■ SET PROBLEM
Reproduce the line that holds "target | window grille" together with all the lines after it up to the end of the entries.

■ EXTRACTED ENTRIES
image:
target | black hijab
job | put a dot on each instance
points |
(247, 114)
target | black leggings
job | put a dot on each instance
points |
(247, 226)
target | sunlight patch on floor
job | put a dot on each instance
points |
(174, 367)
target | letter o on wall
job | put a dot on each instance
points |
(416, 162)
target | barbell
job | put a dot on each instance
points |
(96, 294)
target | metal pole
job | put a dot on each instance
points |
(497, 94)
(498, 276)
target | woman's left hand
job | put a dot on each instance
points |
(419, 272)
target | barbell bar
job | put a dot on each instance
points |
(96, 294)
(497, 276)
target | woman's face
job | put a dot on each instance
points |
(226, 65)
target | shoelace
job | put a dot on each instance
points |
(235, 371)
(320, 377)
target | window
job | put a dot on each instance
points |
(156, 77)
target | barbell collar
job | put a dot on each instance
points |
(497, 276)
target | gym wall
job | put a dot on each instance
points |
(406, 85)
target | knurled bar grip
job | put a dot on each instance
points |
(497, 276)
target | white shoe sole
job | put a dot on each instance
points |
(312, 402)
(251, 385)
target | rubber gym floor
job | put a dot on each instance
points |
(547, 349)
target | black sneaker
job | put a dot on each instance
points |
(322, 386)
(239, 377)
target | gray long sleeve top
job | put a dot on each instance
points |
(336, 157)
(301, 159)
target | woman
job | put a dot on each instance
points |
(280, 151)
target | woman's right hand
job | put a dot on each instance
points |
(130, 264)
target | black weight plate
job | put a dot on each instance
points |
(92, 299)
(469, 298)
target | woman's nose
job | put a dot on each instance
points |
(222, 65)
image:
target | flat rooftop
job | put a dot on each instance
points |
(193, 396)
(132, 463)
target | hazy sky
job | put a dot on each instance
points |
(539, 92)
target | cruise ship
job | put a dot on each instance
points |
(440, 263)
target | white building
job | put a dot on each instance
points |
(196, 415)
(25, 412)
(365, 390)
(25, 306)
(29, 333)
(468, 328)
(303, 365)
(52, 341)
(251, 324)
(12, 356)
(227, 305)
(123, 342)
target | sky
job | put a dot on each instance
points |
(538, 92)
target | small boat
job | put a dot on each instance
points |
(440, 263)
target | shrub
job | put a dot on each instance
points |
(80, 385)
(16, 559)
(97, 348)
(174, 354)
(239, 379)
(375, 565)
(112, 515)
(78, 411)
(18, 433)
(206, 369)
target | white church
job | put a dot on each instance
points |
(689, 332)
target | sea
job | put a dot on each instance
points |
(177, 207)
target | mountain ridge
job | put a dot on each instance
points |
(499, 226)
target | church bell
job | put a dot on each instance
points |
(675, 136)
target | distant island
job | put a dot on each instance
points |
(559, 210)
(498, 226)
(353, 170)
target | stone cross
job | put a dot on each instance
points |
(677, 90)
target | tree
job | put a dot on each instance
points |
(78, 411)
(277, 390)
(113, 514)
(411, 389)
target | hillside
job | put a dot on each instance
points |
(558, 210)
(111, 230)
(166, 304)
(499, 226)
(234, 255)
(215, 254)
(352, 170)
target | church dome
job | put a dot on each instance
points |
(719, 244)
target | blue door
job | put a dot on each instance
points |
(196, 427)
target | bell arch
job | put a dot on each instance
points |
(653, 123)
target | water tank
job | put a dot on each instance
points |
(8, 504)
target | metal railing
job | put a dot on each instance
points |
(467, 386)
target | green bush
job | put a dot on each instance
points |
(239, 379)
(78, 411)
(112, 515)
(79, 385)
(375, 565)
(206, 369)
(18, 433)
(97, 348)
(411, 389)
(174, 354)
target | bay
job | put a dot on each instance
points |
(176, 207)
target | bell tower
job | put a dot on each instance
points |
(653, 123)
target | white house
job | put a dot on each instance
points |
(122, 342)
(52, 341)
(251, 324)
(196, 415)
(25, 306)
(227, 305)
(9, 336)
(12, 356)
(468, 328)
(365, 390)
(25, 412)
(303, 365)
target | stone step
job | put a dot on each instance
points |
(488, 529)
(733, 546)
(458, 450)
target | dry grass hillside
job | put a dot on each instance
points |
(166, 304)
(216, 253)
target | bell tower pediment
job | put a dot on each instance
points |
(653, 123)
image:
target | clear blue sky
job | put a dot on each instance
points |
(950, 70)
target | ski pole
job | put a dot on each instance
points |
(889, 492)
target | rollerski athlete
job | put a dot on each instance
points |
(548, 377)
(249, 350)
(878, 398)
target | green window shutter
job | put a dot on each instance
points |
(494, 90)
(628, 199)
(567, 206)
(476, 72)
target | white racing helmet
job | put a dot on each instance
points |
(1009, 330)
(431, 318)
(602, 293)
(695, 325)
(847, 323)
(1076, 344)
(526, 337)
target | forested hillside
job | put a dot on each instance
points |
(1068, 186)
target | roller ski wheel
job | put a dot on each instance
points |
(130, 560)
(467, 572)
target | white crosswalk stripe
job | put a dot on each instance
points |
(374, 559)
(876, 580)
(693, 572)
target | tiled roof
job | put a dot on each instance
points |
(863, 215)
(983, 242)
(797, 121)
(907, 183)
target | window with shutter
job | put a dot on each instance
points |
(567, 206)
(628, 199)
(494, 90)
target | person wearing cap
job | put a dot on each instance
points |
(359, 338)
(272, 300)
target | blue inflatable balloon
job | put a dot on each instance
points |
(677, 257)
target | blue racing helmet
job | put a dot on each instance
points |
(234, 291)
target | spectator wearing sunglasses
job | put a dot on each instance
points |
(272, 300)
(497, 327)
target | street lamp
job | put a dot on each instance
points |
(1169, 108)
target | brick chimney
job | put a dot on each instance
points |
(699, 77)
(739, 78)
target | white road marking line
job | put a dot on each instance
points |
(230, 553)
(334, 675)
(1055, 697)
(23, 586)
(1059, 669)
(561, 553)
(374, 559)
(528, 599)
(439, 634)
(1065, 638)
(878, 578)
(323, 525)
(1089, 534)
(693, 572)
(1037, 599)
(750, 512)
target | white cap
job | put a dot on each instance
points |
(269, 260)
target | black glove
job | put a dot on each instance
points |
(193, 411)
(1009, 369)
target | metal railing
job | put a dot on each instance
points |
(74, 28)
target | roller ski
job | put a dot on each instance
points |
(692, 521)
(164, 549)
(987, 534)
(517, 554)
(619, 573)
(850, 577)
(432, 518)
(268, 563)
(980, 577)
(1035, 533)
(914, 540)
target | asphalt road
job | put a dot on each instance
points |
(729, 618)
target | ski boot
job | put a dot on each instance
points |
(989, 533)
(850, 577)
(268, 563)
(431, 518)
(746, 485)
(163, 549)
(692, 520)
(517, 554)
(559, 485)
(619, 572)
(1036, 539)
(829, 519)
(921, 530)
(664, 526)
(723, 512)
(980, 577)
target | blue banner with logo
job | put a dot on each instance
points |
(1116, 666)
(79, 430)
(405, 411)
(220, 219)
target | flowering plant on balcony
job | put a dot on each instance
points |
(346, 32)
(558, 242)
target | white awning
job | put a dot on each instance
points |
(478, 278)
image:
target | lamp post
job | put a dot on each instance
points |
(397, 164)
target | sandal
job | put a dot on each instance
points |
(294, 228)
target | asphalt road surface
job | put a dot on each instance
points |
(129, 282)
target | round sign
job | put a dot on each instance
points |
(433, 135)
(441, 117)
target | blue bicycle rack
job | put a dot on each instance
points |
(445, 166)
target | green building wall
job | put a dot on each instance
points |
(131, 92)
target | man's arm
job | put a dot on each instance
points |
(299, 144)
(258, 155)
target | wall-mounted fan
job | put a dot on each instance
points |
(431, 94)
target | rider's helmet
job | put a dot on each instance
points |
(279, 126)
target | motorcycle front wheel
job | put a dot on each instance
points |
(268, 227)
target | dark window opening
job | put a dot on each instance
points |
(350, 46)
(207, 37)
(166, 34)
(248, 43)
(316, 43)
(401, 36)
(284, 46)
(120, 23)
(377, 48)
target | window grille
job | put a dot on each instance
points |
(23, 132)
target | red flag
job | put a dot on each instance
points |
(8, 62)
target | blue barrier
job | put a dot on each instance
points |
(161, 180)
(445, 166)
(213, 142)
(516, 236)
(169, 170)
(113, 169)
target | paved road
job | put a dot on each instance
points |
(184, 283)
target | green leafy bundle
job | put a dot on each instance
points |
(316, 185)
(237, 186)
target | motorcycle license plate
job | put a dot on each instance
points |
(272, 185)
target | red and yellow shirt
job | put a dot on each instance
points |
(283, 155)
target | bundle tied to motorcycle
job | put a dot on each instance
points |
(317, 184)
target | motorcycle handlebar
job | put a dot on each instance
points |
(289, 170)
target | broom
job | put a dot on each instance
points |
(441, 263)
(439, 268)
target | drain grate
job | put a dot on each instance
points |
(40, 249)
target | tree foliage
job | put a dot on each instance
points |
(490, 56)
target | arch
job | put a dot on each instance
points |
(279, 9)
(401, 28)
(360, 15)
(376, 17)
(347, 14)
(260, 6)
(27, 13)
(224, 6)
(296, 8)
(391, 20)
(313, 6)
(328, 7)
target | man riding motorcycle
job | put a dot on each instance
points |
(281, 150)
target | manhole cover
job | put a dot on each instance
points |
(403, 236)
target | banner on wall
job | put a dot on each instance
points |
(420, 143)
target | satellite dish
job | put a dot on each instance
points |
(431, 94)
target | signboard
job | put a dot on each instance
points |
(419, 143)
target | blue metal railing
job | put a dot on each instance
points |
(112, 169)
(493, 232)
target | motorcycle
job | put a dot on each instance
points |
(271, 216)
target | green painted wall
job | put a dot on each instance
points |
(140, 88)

■ OUTPUT
target | window grille
job | put a dot on each instance
points |
(23, 132)
target | red flag
job | put a dot on each instance
points |
(8, 62)
target | blue barrier
job | put a dot on each instance
points |
(161, 180)
(445, 166)
(213, 142)
(516, 236)
(169, 170)
(113, 169)
target | paved road
job | put a dot on each instance
points |
(184, 283)
target | green leafy bundle
job | put a dot on each instance
points |
(316, 185)
(237, 186)
target | motorcycle license plate
job | put a dot on each instance
points |
(272, 185)
target | red and yellow shirt
job | put a dot on each instance
points |
(283, 155)
target | bundle tied to motorcycle
job | put a dot on each instance
points |
(317, 184)
target | motorcycle handlebar
job | put a dot on each instance
points |
(289, 170)
target | broom
job | put a dot on each instance
points |
(441, 263)
(439, 268)
target | drain grate
job | put a dot on each instance
points |
(40, 249)
target | tree foliage
job | put a dot on each instance
points |
(490, 56)
target | arch
job | put a dot on each instance
points |
(279, 9)
(401, 28)
(360, 15)
(376, 17)
(347, 14)
(260, 6)
(27, 13)
(224, 6)
(296, 8)
(391, 20)
(313, 6)
(328, 7)
target | man riding motorcycle
job | put a dot on each instance
points |
(281, 150)
target | manhole cover
job | put a dot on each instance
points |
(403, 236)
target | banner on wall
job | put a dot on each instance
points |
(420, 143)
target | satellite dish
job | put a dot on each instance
points |
(431, 94)
target | signboard
job | put a dot on each instance
points |
(419, 143)
target | blue metal railing
job | put a dot on each instance
points |
(112, 169)
(493, 232)
target | motorcycle
job | put a dot on each instance
points |
(271, 216)
target | green painted wall
job | put a dot on each instance
points |
(140, 88)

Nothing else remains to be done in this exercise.